There are legal barriers to the HIV response across Asia Pacific. Twenty countries criminalize HIV transmission, exposure or non-disclosure while 14 restrict the entry, stay or residence of people living with HIV. All but one country, New Zealand, criminalise some aspect of sex work. Seventeen criminalise same-sex relations and 28 criminalise drug possession.

The report features an essay by Dr. Adeeba Kamarulzaman, President of Monash University in Malaysia, and former President of the International AIDS Society.

“Only by aligning drug policy with human rights principles would it be possible to advance public health,” Dr Adeeba wrote. “Since offering harm reduction services, needle-sharing has stopped being the main channel for HIV transmission in Malaysia and thousands of news infections have been prevented.”

Region moves to increase awareness about how HIV treatment can accelerate prevention

Asia Pacific partners are working to increase public and policymaker knowledge about science proving that people living with HIV who have undetectable viral loads are not able to transmit the virus through sex. The principle is known as U=U or undetectable equals untransmittable. When people take their HIV treatment as prescribed, they can lower the virus in their blood to a level that cannot be detected. Last year the World Health Organisation confirmed that people with an undetectable HIV viral load have “zero risk” of infecting a sexual partner.

“It’s time we leveraged the full power of U=U to not only save lives, but change attitudes to people living with HIV,” said Harry Prabowo, Program Manager of the Asia Pacific Network of People Living with HIV (APN+). “Public health is best served with laws, policies and practices that support people to be diagnosed early, immediately start treatment and achieve viral suppression.”

SEA against Stigma, a network of journalists and influencers from Cambodia, Indonesia, Lao PDR, Philippines, Thailand and Viet Nam are producing news stories and social media content to raise awareness about this innovation. This is part of a stigma and discrimination-reduction initiative led by UNAIDS and APN+, with support from the United States Agency for International Development (USAID) and the U.S. President's Emergency Plan for AIDS Relief (PEPFAR).

----------

## What to do
Using the text on HIV in Asia Pacific, answer these:
(a) How many countries criminalize drug possession?
(b) Which country is the only one that does not criminalize any aspect of sex work?
(c) What does U=U stand for?
The listing that comes next has nothing to do with the text on HIV in Asia Pacific.

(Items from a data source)
----------

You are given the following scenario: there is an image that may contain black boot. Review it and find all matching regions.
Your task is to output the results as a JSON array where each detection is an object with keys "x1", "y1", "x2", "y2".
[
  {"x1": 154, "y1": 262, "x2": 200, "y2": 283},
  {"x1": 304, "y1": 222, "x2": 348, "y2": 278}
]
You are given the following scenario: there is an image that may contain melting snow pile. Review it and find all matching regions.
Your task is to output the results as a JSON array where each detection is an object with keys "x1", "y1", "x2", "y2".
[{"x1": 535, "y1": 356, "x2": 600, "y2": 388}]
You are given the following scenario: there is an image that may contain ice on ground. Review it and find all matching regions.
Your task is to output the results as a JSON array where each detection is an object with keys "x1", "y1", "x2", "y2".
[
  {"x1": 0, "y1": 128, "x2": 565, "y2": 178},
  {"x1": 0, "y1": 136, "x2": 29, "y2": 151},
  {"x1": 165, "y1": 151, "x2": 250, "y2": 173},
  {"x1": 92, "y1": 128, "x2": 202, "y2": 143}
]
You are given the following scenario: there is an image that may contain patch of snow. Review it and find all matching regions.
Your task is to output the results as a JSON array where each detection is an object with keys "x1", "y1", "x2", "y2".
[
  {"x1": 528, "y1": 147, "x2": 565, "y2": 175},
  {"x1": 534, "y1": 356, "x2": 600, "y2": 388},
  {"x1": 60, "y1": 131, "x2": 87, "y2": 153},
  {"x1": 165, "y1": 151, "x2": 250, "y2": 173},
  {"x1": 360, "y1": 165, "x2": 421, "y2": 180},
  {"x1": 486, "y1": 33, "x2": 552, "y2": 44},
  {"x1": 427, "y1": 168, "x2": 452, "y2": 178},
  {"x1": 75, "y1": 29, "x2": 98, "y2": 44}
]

----------

## Answer for this exercise
(a) 28
(b) New Zealand
(c) Undetectable equals untransmittable